** Start of DATA **

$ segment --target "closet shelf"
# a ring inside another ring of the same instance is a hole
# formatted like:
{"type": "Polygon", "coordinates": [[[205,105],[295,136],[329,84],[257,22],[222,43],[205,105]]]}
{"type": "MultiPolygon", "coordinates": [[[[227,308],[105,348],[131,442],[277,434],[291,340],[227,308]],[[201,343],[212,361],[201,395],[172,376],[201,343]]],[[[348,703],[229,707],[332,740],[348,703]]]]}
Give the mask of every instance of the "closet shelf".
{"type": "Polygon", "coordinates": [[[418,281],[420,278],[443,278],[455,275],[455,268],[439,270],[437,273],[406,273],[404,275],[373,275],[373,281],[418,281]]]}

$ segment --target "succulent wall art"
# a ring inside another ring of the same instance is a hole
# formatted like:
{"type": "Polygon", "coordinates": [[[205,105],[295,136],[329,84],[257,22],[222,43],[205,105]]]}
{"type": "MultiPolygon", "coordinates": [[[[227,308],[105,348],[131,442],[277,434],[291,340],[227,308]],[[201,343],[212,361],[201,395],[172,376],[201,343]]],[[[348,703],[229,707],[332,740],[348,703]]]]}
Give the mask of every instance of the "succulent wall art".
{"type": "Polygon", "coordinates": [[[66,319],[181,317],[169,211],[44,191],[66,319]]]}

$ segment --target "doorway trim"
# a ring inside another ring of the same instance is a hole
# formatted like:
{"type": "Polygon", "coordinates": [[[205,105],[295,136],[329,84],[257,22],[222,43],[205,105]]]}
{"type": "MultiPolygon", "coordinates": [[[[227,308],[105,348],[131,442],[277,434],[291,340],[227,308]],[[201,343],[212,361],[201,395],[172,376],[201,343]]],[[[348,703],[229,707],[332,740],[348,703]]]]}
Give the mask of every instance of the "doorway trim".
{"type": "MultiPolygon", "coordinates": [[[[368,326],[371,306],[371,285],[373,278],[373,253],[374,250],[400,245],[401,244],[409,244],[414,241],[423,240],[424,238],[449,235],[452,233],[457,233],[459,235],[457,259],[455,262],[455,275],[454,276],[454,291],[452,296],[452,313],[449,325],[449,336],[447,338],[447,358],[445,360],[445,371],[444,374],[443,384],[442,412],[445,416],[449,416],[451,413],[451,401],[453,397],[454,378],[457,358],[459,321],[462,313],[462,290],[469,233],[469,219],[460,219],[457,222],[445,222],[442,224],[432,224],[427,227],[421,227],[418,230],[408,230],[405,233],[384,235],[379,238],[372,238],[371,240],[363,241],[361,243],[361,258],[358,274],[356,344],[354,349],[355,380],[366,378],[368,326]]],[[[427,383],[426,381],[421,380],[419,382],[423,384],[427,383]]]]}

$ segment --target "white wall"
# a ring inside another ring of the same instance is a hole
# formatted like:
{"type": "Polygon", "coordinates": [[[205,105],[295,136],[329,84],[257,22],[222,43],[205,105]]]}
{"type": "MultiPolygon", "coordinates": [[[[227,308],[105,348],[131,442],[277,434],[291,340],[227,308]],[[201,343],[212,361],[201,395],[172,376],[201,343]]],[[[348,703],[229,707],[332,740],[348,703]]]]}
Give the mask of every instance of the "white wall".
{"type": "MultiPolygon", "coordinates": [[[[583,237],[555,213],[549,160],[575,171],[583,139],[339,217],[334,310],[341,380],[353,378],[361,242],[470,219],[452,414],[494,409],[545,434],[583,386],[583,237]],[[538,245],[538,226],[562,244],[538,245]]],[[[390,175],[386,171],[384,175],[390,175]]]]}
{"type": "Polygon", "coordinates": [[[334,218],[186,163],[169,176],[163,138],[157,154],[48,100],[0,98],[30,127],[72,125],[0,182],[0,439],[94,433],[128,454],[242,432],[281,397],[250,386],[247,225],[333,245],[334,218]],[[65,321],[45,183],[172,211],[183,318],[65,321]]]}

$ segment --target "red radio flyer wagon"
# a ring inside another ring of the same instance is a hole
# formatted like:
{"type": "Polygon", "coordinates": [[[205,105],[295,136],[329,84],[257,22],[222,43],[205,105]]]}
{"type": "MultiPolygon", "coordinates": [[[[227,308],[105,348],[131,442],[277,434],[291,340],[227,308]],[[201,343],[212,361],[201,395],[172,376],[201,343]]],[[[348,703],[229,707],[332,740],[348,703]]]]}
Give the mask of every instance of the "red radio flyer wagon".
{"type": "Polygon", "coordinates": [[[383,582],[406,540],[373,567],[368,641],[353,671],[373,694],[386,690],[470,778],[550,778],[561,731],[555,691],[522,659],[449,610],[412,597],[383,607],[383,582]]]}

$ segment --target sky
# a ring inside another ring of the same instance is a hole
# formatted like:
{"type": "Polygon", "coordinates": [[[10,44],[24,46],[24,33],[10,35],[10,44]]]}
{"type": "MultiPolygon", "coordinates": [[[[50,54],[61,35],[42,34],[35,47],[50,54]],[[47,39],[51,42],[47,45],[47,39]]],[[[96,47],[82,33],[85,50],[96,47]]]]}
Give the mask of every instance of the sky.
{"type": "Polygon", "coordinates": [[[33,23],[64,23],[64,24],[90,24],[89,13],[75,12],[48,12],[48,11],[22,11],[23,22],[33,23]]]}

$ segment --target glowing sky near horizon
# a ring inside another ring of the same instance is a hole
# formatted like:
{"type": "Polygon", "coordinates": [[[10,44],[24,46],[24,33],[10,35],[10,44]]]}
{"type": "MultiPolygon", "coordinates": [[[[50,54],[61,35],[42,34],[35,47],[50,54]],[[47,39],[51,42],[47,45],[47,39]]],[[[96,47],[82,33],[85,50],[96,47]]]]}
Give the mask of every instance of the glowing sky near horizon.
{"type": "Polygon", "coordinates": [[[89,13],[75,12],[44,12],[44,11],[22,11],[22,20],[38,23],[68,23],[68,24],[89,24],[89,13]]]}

** End of DATA **

## WHAT THIS TASK INVOLVES
Please reproduce the stretch from the line that contains "--target glowing sky near horizon" through the end of the rows, requests included, rescaling every coordinate in the answers by 2.05 and rounding to whole numbers with halves going up. Leave the numbers in the requests and their format samples unchanged.

## THE SOLUTION
$ segment --target glowing sky near horizon
# a ring inside another ring of the same instance is a hole
# formatted like:
{"type": "Polygon", "coordinates": [[[10,44],[24,46],[24,33],[10,35],[10,44]]]}
{"type": "MultiPolygon", "coordinates": [[[[50,54],[61,35],[42,34],[35,47],[50,54]],[[47,39],[51,42],[47,45],[47,39]]],[[[96,47],[82,33],[85,50],[96,47]]]]}
Give the mask of every instance of the glowing sky near horizon.
{"type": "Polygon", "coordinates": [[[182,27],[154,25],[90,25],[90,23],[45,23],[45,41],[78,47],[139,47],[139,49],[182,49],[182,27]]]}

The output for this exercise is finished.